▶ [Requirement]: Rewrite the material starting at the line containing "Where in this photo can the light" and ending with the last line of the material, changing "single-line" to "one-line" and keeping everything else the same.

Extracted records

* start *

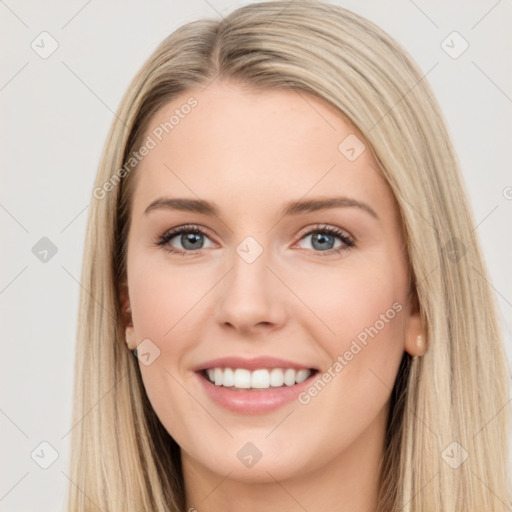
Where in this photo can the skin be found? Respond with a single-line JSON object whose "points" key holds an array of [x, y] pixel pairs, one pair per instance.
{"points": [[249, 152]]}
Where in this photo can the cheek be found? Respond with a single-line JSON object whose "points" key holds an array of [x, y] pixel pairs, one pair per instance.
{"points": [[359, 315]]}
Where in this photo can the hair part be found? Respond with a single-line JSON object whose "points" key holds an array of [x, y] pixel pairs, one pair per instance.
{"points": [[122, 457]]}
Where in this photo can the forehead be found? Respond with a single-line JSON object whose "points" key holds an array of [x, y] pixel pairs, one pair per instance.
{"points": [[234, 144]]}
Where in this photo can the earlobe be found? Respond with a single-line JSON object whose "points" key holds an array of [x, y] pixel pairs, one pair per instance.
{"points": [[415, 337], [126, 312], [130, 337]]}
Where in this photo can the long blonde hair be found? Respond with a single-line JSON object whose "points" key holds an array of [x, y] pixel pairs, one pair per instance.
{"points": [[445, 406]]}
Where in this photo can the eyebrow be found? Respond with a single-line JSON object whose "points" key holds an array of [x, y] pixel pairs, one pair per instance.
{"points": [[291, 208]]}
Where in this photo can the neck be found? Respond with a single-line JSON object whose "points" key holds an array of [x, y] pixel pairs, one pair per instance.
{"points": [[348, 482]]}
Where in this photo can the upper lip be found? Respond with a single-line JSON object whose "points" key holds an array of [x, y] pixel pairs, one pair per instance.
{"points": [[254, 363]]}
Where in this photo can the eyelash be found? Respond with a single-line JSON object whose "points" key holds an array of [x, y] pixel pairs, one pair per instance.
{"points": [[163, 240]]}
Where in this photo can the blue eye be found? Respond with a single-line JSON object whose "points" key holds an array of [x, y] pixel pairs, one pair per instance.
{"points": [[323, 238], [192, 239]]}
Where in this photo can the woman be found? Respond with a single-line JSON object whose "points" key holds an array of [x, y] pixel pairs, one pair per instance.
{"points": [[272, 370]]}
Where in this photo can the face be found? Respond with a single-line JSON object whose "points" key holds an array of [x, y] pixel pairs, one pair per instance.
{"points": [[304, 289]]}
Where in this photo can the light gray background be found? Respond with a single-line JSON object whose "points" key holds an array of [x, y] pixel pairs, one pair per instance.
{"points": [[55, 117]]}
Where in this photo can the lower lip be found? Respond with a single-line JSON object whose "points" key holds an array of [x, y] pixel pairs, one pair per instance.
{"points": [[256, 401]]}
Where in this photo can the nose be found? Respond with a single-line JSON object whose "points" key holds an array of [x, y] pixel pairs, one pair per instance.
{"points": [[251, 299]]}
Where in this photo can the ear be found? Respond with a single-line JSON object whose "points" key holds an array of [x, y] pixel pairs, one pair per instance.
{"points": [[415, 335], [124, 299]]}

* end *

▶ [Result of this exercise]:
Where in this photo can the light gray background be found? Respond with a one-line JSON object whose "points" key holds an array of [x, y] pixel pairs, one pair per instance.
{"points": [[55, 117]]}
Where in this photo can the lower lip be found? Respond with a one-line JSON object whose "points" key holds an array of [x, y] pixel pairs, one pair per instance.
{"points": [[256, 401]]}
Where in this photo can the nose be found? Respond with a one-line JSON object whose "points" key holds an array of [x, y] pixel pairs, one pair per instance.
{"points": [[251, 299]]}
Where in this photo can the ear be found? Respond with a one-line JSON object whose "points" key holds an array of [x, y] pixel pairs, one pair per instance.
{"points": [[415, 335], [124, 299]]}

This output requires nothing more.